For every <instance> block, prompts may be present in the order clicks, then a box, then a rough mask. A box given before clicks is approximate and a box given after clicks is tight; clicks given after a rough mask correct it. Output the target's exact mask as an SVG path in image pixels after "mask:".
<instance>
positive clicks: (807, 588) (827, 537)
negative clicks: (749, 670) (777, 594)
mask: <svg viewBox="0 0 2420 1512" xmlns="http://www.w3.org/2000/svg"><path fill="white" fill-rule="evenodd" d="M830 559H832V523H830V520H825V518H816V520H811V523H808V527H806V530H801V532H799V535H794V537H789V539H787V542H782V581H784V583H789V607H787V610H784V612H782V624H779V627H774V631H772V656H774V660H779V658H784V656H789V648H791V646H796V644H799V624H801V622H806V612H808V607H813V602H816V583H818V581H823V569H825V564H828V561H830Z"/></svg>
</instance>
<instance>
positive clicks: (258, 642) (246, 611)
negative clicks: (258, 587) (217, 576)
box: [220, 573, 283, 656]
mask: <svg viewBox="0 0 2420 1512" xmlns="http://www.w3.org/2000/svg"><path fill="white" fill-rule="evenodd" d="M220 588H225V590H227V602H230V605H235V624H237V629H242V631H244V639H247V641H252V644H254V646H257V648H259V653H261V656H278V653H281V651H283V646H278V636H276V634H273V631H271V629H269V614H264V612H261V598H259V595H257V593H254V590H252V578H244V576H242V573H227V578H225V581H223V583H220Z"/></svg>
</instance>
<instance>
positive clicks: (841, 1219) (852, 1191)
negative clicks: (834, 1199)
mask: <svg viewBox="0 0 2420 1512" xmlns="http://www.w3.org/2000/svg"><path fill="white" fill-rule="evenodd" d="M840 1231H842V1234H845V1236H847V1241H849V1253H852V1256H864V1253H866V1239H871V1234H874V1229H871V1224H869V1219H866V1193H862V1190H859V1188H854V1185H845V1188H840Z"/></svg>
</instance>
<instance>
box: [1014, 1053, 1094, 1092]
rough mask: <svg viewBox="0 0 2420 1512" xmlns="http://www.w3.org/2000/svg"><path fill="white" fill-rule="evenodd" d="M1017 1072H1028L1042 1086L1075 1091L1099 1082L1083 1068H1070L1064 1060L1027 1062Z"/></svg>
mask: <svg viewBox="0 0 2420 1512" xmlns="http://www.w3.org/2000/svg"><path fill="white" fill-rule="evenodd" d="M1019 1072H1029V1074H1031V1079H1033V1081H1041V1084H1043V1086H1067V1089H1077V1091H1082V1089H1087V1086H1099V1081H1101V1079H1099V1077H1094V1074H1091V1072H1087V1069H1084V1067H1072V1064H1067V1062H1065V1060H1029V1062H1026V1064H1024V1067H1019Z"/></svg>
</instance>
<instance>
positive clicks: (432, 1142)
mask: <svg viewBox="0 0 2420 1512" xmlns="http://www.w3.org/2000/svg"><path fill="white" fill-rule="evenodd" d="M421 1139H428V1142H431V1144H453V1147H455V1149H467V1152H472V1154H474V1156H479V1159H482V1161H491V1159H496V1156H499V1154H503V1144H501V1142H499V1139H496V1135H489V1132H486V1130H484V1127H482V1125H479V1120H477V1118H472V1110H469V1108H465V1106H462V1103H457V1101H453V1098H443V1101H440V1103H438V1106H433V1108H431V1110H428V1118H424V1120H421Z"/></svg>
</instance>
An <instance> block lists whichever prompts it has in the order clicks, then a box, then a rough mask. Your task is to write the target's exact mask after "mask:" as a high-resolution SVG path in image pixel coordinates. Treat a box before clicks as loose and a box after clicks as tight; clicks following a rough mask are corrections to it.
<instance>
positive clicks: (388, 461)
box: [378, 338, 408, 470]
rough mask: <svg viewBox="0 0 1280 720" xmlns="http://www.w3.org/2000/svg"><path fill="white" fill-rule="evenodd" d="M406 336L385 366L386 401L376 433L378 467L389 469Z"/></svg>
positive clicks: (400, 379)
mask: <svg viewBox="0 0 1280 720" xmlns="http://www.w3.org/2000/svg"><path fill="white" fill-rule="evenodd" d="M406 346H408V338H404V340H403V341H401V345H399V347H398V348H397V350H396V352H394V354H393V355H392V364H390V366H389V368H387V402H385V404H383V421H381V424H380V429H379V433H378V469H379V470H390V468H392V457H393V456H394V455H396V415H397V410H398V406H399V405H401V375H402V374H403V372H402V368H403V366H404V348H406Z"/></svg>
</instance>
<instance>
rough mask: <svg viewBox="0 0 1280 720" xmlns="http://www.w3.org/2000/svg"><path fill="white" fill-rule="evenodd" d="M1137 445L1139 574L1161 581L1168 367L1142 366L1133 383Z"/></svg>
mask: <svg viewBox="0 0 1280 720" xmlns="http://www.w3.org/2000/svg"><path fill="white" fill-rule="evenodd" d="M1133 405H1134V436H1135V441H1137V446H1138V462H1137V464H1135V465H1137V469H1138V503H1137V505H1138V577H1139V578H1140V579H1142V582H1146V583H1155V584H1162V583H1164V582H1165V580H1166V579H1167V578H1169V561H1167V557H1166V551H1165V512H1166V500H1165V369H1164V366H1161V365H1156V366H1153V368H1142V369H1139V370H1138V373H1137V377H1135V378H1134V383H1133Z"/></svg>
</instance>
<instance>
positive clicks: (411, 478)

⁂

▶ **Task statement**
Copy out every one of the rows above verbatim, changing nothing.

▶ **Exercise response**
For every <instance> block, prompts may be present in the order clicks, then a box, then a rough mask. A box given before clicks is approximate and a box given after clicks is tight; clicks given after a rough mask correct it. Output the target's exact mask as an SVG path in image pixels after "mask:".
<instance>
positive clicks: (807, 588) (827, 537)
negative clicks: (749, 670) (777, 594)
mask: <svg viewBox="0 0 2420 1512" xmlns="http://www.w3.org/2000/svg"><path fill="white" fill-rule="evenodd" d="M830 559H832V523H830V520H825V518H816V520H811V523H808V527H806V530H801V532H799V535H794V537H789V539H787V542H782V581H784V583H789V607H787V610H784V612H782V624H779V627H774V631H772V656H774V660H779V658H784V656H789V648H791V646H796V644H799V624H801V622H806V612H808V607H813V602H816V583H818V581H823V569H825V564H828V561H830Z"/></svg>
</instance>
<instance>
positive clicks: (258, 642) (246, 611)
negative clicks: (258, 587) (217, 576)
box: [220, 573, 283, 656]
mask: <svg viewBox="0 0 2420 1512" xmlns="http://www.w3.org/2000/svg"><path fill="white" fill-rule="evenodd" d="M220 588H225V590H227V602H230V605H235V624H237V629H242V631H244V639H247V641H252V644H254V646H257V648H259V653H261V656H278V653H281V651H283V646H278V636H276V634H273V631H271V629H269V614H264V612H261V598H259V595H257V593H254V590H252V578H244V576H242V573H227V578H225V581H223V583H220Z"/></svg>
</instance>
<instance>
positive clicks: (841, 1219) (852, 1191)
negative clicks: (834, 1199)
mask: <svg viewBox="0 0 2420 1512" xmlns="http://www.w3.org/2000/svg"><path fill="white" fill-rule="evenodd" d="M840 1231H842V1234H845V1236H847V1241H849V1253H852V1256H864V1253H866V1239H871V1234H874V1229H871V1224H869V1219H866V1193H862V1190H859V1188H854V1185H845V1188H840Z"/></svg>
</instance>
<instance>
box: [1014, 1053, 1094, 1092]
rough mask: <svg viewBox="0 0 2420 1512" xmlns="http://www.w3.org/2000/svg"><path fill="white" fill-rule="evenodd" d="M1017 1072H1028L1042 1086L1075 1091L1099 1082L1083 1068H1070L1064 1060L1027 1062Z"/></svg>
mask: <svg viewBox="0 0 2420 1512" xmlns="http://www.w3.org/2000/svg"><path fill="white" fill-rule="evenodd" d="M1019 1072H1029V1074H1031V1079H1033V1081H1041V1084H1043V1086H1067V1089H1077V1091H1082V1089H1087V1086H1099V1081H1101V1079H1099V1077H1094V1074H1091V1072H1087V1069H1084V1067H1072V1064H1067V1062H1065V1060H1029V1062H1026V1064H1024V1067H1019Z"/></svg>
</instance>
<instance>
positive clicks: (432, 1142)
mask: <svg viewBox="0 0 2420 1512" xmlns="http://www.w3.org/2000/svg"><path fill="white" fill-rule="evenodd" d="M421 1139H428V1142H431V1144H453V1147H455V1149H467V1152H472V1154H474V1156H479V1159H482V1161H491V1159H496V1156H499V1154H503V1144H501V1142H499V1139H496V1135H489V1132H486V1130H484V1127H482V1125H479V1120H477V1118H472V1110H469V1108H465V1106H462V1103H457V1101H453V1098H443V1101H440V1103H438V1106H433V1108H431V1110H428V1118H424V1120H421Z"/></svg>
</instance>
An <instance> block lists whichever prompts it has in the order clicks, then a box, then a rough mask. Your task is to write the target's exact mask after "mask:" as a high-resolution SVG path in image pixel coordinates. Treat a box before clicks as loose and a box after clicks as tight; clicks following a rough mask are corrections to it.
<instance>
positive clicks: (388, 461)
box: [378, 338, 408, 470]
rough mask: <svg viewBox="0 0 1280 720" xmlns="http://www.w3.org/2000/svg"><path fill="white" fill-rule="evenodd" d="M406 336L385 366L386 401L376 433L378 467L389 469Z"/></svg>
positive clicks: (400, 379)
mask: <svg viewBox="0 0 1280 720" xmlns="http://www.w3.org/2000/svg"><path fill="white" fill-rule="evenodd" d="M406 346H408V338H404V340H403V341H401V345H399V347H398V348H397V350H396V352H394V354H393V355H392V364H390V366H389V368H387V402H385V404H383V421H381V424H380V429H379V433H378V469H379V470H390V468H392V457H393V456H394V455H396V415H397V410H398V406H399V405H401V375H402V374H403V372H402V368H403V366H404V348H406Z"/></svg>
</instance>
<instance>
rough mask: <svg viewBox="0 0 1280 720" xmlns="http://www.w3.org/2000/svg"><path fill="white" fill-rule="evenodd" d="M1137 445L1139 574L1161 581L1168 367L1142 366L1133 383Z"/></svg>
mask: <svg viewBox="0 0 1280 720" xmlns="http://www.w3.org/2000/svg"><path fill="white" fill-rule="evenodd" d="M1133 405H1134V436H1135V441H1137V446H1138V462H1137V464H1135V465H1137V469H1138V503H1137V505H1138V577H1139V578H1140V579H1142V582H1146V583H1155V584H1162V583H1164V582H1165V580H1166V579H1167V578H1169V561H1167V557H1166V551H1165V512H1166V500H1165V369H1164V366H1161V365H1156V366H1153V368H1142V369H1139V370H1138V373H1137V377H1135V378H1134V383H1133Z"/></svg>
</instance>
<instance>
positive clicks: (411, 478)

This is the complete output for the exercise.